Start of EXTRACTED DATA
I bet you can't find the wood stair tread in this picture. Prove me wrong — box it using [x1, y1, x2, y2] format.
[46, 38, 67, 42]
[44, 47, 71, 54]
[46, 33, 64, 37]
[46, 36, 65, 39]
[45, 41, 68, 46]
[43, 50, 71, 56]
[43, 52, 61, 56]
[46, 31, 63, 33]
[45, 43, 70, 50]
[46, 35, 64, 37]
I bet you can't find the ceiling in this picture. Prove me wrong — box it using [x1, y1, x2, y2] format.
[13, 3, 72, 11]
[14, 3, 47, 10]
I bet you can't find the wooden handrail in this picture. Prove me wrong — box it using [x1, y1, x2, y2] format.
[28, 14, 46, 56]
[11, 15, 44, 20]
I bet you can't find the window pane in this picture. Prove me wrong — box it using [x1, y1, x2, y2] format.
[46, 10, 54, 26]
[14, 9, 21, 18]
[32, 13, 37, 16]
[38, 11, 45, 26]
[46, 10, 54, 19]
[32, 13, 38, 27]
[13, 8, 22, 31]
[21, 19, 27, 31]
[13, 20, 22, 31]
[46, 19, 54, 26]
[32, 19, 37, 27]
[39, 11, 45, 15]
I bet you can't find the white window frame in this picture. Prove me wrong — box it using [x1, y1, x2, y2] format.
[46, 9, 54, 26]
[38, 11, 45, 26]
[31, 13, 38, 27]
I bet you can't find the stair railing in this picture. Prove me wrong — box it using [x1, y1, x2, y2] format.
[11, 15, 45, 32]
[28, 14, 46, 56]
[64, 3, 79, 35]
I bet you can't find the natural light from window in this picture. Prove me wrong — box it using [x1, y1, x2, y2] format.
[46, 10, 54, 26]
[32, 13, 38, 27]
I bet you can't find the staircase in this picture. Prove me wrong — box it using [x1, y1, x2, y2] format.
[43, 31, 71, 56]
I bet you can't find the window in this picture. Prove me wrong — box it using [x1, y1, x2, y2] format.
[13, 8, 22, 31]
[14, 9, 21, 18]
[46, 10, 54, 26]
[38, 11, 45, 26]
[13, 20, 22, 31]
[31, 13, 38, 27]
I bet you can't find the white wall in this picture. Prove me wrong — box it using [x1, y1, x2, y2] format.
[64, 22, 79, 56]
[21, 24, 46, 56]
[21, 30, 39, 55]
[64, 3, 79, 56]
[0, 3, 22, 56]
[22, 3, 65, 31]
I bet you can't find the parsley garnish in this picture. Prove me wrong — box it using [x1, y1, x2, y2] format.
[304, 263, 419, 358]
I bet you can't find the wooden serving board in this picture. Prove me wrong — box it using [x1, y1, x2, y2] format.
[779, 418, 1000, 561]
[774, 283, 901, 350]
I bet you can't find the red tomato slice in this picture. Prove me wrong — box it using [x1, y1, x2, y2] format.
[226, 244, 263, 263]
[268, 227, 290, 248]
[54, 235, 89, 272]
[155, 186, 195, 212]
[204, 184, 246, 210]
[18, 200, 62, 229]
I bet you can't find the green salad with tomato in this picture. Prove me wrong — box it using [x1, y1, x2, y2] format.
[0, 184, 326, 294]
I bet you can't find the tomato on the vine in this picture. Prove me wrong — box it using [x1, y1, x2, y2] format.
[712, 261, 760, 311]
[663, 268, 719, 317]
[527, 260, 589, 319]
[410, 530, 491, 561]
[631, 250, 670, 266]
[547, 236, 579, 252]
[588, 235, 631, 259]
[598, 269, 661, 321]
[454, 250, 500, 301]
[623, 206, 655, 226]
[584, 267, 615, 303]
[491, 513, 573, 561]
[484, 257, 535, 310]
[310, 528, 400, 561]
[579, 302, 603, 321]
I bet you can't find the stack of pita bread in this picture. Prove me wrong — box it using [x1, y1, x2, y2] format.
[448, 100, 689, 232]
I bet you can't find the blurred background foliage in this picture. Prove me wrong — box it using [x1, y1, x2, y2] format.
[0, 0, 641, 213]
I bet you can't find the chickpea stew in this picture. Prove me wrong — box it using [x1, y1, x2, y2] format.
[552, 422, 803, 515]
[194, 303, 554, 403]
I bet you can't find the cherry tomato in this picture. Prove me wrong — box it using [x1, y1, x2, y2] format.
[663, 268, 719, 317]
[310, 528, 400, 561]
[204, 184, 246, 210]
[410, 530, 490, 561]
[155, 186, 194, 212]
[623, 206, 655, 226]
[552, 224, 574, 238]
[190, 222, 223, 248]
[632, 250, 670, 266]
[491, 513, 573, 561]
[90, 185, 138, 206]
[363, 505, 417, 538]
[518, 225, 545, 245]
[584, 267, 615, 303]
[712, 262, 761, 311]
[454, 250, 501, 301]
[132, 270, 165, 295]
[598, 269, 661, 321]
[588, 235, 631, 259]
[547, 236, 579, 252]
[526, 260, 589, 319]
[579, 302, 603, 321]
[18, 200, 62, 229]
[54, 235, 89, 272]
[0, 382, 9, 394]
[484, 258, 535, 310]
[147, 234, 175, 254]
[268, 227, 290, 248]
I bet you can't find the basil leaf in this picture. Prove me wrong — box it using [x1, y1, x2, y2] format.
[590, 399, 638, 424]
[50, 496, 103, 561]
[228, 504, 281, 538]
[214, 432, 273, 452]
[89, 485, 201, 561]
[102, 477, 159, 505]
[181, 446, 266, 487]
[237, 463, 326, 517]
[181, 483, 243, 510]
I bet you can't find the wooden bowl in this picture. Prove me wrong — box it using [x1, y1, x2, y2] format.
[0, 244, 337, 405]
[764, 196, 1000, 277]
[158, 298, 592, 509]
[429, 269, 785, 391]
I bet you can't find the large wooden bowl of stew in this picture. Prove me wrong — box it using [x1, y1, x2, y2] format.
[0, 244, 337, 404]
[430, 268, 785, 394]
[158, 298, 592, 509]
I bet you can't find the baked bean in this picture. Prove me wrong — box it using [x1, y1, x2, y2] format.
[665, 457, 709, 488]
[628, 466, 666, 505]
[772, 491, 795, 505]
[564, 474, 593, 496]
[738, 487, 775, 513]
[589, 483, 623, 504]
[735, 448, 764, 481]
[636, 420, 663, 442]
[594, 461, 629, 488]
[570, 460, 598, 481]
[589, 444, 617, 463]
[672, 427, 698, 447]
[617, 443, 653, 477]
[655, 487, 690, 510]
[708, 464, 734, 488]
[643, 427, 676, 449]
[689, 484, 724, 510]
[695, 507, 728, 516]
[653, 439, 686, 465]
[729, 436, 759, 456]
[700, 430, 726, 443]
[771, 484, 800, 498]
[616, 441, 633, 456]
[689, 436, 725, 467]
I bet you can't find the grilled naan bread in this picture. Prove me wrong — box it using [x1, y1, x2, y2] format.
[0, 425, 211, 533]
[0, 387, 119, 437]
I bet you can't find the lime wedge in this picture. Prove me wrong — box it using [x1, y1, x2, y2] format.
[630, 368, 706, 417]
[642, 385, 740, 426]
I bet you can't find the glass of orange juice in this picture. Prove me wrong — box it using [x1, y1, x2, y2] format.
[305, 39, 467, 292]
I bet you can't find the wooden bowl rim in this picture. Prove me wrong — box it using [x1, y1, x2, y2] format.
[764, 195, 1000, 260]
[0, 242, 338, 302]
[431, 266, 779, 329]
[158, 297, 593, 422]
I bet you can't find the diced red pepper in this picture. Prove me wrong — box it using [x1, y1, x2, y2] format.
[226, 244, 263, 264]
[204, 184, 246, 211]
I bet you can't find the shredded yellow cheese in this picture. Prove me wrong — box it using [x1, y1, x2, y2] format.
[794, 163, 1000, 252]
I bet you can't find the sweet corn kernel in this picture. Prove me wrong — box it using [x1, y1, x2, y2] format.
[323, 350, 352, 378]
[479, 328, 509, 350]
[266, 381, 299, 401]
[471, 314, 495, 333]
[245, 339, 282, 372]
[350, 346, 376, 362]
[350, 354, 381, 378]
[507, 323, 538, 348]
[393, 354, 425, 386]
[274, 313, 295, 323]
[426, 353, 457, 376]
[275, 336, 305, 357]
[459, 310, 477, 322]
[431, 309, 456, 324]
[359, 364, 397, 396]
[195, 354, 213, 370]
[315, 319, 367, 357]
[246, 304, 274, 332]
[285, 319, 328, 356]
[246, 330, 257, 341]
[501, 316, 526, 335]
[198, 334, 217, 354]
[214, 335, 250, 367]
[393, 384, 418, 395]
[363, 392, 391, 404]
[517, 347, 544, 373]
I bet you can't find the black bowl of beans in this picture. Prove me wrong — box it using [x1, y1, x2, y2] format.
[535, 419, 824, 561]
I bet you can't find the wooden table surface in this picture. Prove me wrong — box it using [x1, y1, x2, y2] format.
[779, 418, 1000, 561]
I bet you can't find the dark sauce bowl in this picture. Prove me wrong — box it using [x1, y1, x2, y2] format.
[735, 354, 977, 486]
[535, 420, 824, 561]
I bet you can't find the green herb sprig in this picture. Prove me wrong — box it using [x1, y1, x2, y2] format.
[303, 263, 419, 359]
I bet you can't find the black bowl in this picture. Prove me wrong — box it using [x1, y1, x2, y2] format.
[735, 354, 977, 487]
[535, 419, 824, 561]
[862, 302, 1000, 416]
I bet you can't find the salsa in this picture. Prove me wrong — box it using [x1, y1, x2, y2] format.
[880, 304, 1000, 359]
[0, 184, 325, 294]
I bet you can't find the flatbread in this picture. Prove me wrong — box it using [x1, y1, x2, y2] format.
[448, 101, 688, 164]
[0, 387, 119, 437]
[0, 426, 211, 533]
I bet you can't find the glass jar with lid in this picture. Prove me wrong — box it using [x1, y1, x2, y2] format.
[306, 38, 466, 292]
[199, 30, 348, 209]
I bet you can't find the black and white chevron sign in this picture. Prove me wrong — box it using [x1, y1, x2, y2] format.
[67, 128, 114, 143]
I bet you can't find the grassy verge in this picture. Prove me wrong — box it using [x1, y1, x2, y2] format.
End of EXTRACTED DATA
*GOAL OF THE EXERCISE*. Output the line containing "I bet you can't find the salsa" and each line after it through the close of the entries, unchanged and with no other lines.

*RESPONSE TO THE EXERCISE*.
I bet you can't find the salsa in this picture. Prove me wrong — box it using [x1, y1, x2, y2] format.
[880, 304, 1000, 359]
[0, 184, 325, 294]
I bet you can't find the flatbread in this picture. Prove me wrong — box it using [x1, y1, x2, y2] format.
[448, 101, 688, 164]
[0, 387, 119, 437]
[0, 426, 211, 533]
I bet you can't find the glass jar with lid in this picture. Prove me wrong — box it using [x1, y1, x2, y2] format.
[306, 38, 466, 292]
[199, 30, 348, 209]
I bet you can't find the black and white chevron sign in this picture. Prove me wrong — box it using [x1, y1, x2, y2] format.
[67, 128, 114, 143]
I bet you can't find the grassy verge in this picture. Prove me wrong — box it using [x1, y1, x2, y2] format.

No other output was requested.